_Material_.
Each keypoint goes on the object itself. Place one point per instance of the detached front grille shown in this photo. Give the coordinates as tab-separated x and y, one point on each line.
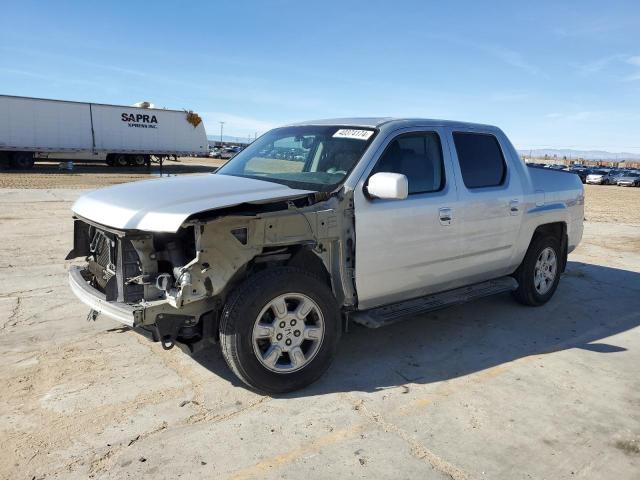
114	263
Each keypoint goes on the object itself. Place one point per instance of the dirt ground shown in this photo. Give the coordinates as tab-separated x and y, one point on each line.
94	175
490	389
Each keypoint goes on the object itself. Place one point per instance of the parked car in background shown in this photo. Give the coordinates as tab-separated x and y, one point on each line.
230	152
600	177
582	172
631	179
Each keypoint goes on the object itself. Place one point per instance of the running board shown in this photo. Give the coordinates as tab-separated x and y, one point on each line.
388	314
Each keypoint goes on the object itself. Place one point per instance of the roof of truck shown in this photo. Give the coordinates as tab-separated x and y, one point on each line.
89	103
377	122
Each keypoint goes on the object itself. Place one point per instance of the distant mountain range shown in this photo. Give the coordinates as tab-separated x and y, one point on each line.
576	154
557	153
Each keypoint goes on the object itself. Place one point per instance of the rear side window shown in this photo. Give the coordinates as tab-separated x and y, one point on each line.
481	160
418	156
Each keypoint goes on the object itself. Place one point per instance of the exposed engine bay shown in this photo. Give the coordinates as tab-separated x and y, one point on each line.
178	281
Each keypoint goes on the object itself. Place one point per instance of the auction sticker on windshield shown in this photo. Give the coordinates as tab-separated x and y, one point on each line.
354	134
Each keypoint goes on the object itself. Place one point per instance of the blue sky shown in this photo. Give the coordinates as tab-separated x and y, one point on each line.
551	74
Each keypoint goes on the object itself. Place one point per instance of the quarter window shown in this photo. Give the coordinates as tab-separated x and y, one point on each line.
418	156
480	158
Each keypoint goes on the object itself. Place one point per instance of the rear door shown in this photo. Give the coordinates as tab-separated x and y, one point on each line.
490	211
408	248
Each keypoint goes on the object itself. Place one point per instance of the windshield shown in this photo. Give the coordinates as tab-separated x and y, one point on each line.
309	157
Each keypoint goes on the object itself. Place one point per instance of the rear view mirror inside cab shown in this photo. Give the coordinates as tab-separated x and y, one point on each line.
387	185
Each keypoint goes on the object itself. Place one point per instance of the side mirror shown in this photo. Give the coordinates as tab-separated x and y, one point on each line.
393	186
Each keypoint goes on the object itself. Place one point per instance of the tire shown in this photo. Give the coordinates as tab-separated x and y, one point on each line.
22	160
138	160
120	161
249	313
533	289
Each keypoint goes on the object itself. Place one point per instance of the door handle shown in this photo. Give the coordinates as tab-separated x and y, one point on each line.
446	216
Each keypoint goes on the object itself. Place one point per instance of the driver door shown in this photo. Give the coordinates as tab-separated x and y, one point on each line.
408	248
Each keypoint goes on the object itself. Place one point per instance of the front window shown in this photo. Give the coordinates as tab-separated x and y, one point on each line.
307	157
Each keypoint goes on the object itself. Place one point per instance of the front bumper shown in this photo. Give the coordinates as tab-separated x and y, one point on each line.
96	300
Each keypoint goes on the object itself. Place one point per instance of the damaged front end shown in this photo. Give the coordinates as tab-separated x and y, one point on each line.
137	278
175	284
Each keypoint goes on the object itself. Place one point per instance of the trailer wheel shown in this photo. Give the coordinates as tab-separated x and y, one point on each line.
22	160
121	161
139	160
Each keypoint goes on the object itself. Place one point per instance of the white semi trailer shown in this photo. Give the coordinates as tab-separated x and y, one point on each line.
36	128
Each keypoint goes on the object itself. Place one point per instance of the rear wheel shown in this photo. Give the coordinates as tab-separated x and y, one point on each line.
280	329
539	273
22	160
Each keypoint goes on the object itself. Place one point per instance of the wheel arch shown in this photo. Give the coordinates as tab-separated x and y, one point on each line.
559	231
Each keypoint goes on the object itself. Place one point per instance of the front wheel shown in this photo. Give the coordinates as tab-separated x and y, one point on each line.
279	330
539	273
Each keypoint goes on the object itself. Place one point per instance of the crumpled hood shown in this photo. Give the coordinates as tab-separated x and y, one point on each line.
162	205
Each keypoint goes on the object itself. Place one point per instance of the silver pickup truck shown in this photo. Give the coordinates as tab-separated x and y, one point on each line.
318	224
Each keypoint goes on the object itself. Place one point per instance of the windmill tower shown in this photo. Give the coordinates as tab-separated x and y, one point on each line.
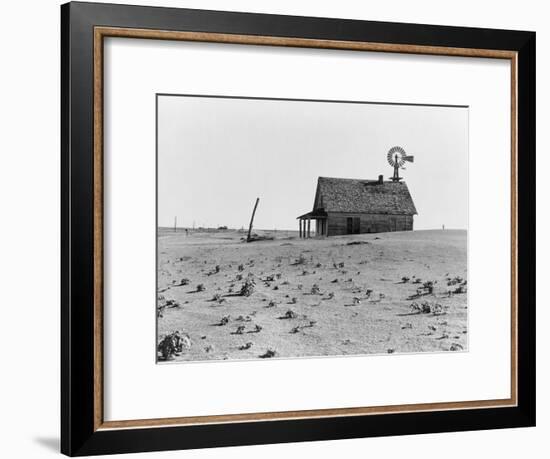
397	158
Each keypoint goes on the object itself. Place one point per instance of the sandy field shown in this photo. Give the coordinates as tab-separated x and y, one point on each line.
379	293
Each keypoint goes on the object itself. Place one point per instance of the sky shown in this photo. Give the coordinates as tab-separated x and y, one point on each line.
217	155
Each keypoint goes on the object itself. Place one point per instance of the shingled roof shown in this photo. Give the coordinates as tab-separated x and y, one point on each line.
363	196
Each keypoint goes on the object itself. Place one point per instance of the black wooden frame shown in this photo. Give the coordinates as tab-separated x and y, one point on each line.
77	244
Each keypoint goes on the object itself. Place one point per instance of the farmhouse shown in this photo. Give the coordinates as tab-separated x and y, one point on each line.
351	206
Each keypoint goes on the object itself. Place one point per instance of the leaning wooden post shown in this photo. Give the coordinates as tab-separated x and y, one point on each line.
252	220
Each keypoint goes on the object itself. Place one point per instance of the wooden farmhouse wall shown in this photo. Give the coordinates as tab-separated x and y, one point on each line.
338	223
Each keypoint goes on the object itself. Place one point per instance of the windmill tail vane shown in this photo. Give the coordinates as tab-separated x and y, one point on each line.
397	157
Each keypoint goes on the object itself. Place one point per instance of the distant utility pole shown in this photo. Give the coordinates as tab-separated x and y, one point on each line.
252	220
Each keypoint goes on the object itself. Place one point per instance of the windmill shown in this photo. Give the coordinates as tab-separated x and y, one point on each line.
397	158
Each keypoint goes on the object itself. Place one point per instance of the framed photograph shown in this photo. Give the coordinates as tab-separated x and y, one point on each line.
281	229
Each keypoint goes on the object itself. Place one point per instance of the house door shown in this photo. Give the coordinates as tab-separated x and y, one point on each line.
353	225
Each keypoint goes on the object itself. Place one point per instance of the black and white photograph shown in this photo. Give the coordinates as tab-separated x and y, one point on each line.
308	228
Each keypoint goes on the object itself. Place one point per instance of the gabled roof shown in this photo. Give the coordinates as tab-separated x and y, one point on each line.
363	196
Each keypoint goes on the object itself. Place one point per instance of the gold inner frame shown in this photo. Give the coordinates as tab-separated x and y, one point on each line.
99	34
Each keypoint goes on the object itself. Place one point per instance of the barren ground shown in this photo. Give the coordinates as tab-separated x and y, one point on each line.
338	317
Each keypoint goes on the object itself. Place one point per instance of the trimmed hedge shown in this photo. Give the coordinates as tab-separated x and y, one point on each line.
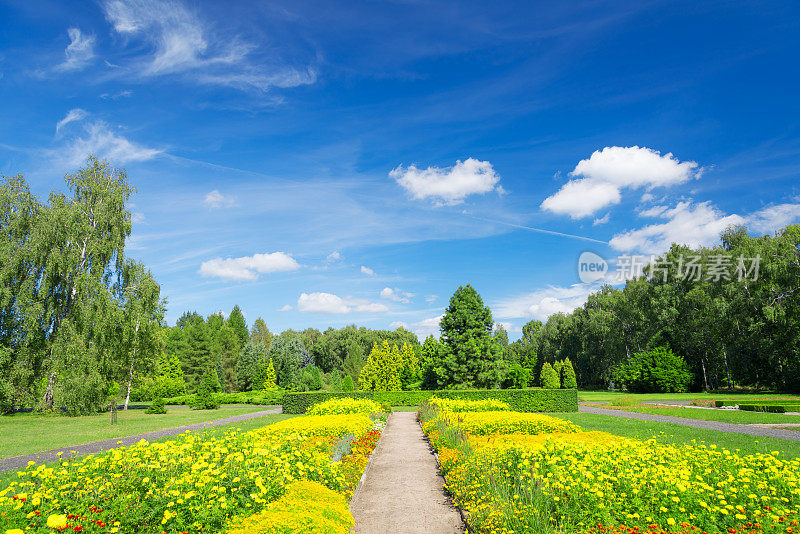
754	402
771	408
520	400
271	398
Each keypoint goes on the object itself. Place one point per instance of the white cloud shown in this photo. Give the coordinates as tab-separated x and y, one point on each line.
598	181
772	218
248	267
79	53
426	327
72	115
321	302
654	211
448	185
543	303
182	43
101	141
693	225
396	295
216	200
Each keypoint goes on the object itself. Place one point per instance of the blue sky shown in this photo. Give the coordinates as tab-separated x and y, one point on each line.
328	163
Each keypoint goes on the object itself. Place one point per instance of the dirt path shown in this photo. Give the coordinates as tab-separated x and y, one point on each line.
751	430
402	491
20	462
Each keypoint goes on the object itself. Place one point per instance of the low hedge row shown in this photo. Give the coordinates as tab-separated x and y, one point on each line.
245	397
521	400
751	402
771	408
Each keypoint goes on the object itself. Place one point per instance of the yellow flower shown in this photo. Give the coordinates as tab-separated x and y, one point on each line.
57	521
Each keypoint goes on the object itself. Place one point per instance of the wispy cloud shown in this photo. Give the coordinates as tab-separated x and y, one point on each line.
216	200
184	44
79	52
100	140
73	115
247	268
329	303
543	303
396	295
448	185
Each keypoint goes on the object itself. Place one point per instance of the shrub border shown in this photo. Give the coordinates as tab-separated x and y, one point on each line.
520	400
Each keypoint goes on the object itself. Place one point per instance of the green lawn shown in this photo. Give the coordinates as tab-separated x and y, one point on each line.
600	396
673	433
29	433
725	416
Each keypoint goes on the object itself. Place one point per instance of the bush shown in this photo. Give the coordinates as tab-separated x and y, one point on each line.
770	408
655	371
157	407
521	400
347	383
568	379
517	377
205	398
549	377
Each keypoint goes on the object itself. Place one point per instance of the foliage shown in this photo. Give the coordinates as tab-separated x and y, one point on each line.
383	370
306	506
347	383
157	406
270	379
287	353
75	313
505	422
198	483
469	351
250	369
568	380
517	377
731	331
549	377
205	398
466	405
523	400
311	379
656	371
345	405
592	482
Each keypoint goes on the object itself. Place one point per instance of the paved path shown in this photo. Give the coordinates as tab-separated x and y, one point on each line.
698	423
20	462
402	491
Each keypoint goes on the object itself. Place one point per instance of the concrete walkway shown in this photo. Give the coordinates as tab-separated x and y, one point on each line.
20	462
402	491
751	430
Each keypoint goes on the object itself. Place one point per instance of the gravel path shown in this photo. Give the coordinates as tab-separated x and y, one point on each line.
402	491
697	423
20	462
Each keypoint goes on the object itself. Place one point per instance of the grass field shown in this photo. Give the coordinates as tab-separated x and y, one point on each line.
679	434
600	396
724	416
29	433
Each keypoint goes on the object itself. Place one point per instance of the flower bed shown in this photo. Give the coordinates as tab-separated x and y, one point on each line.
197	483
346	405
593	482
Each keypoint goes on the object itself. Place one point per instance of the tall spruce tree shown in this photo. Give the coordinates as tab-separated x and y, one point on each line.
470	352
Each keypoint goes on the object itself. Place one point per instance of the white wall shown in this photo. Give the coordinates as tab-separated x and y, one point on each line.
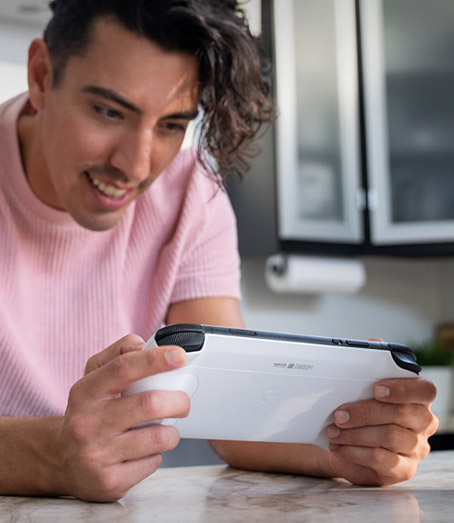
402	301
14	42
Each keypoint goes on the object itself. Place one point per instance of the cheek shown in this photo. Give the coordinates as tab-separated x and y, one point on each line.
74	144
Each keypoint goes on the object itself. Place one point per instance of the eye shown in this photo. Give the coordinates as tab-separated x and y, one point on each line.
108	113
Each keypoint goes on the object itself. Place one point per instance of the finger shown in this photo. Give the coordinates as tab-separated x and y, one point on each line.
372	413
130	473
129	411
405	390
390	437
371	466
118	374
144	442
128	343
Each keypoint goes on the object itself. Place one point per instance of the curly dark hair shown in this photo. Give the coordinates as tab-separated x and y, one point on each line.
234	90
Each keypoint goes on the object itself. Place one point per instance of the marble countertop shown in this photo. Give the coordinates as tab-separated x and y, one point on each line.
219	493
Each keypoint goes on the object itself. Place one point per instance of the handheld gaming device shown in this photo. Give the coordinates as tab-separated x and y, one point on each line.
267	386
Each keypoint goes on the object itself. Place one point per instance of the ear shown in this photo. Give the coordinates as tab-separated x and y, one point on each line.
39	73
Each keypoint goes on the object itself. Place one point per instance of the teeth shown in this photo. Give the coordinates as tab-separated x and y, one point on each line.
107	190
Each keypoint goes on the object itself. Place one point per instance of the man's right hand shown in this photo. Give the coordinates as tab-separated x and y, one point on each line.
91	453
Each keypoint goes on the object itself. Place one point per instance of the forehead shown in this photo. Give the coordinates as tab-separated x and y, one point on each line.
135	67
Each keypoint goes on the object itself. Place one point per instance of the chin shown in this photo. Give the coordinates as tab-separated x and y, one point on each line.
97	224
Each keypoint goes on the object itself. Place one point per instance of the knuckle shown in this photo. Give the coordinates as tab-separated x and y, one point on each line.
434	424
80	429
120	368
431	388
165	438
90	458
108	484
393	435
76	393
363	413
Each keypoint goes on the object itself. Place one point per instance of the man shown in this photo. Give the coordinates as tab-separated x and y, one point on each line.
108	229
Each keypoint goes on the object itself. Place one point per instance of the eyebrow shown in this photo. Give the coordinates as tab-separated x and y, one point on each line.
111	95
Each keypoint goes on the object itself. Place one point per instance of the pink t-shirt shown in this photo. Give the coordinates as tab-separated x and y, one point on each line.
67	292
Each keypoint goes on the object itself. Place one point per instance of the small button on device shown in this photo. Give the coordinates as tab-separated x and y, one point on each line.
242	332
357	343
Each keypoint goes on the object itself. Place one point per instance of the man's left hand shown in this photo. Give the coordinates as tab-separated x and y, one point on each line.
382	440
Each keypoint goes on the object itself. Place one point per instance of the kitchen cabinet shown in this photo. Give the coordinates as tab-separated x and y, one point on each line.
363	149
408	69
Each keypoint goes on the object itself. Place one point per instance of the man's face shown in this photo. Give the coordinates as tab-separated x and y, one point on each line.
113	123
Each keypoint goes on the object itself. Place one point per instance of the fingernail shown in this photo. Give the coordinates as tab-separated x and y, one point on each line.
341	417
174	356
382	391
332	432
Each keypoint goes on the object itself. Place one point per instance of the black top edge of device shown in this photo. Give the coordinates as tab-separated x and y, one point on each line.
191	337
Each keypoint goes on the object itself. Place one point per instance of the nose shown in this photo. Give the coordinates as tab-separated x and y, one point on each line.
133	155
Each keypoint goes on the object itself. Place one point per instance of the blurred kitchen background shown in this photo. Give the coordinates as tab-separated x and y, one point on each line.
357	172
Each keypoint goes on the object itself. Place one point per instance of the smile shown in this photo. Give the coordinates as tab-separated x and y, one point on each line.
107	190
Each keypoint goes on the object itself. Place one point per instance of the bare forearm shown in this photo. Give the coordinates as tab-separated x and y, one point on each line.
29	458
307	460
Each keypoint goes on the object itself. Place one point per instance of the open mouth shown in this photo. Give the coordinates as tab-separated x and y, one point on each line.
107	190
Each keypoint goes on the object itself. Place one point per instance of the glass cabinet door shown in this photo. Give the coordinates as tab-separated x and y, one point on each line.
408	65
319	195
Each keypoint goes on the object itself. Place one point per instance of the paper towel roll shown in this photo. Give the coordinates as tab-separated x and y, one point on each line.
314	275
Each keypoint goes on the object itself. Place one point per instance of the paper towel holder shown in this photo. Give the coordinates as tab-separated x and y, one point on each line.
306	274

_Goal_. Quote the lines of the listing above that run from the line with "of the smile" through its last line, both included, and nothing else.

_Exercise output_.
Each keypoint goes on the object itself. Place one point per instance of the smile shown in this photo. Give the coordinates as tab-separated x and y, one point on each line.
107	190
Each keypoint goes on the object itself. Place one point per instance of the bare forearm shown in this photo. Give the coordinates as tab-separated x and y, one point on each line.
29	458
307	460
Each keypoint goes on the object itself. Place one point per instance of the open mouth shown in this photo. Give the coordinates as tab-separated x and y, one point on each line.
107	190
Each keypoint goes on the object itself. Place one point per instance of the glass cabinet door shown in this photo. Give the coordinates as tab-separated x and y, one point on each line.
408	65
319	195
Each keypoint goes on the object itself. Place one point per instance of the paper towel roll shown in this photo. Give the coordinates as tab-separated x and y, one point on each line.
314	275
Each keypoint goes on the object itself. Place one point per instance of the paper towel holder shown in this photo. Give the coordinates as tab-separated x and y, one point on each line.
306	274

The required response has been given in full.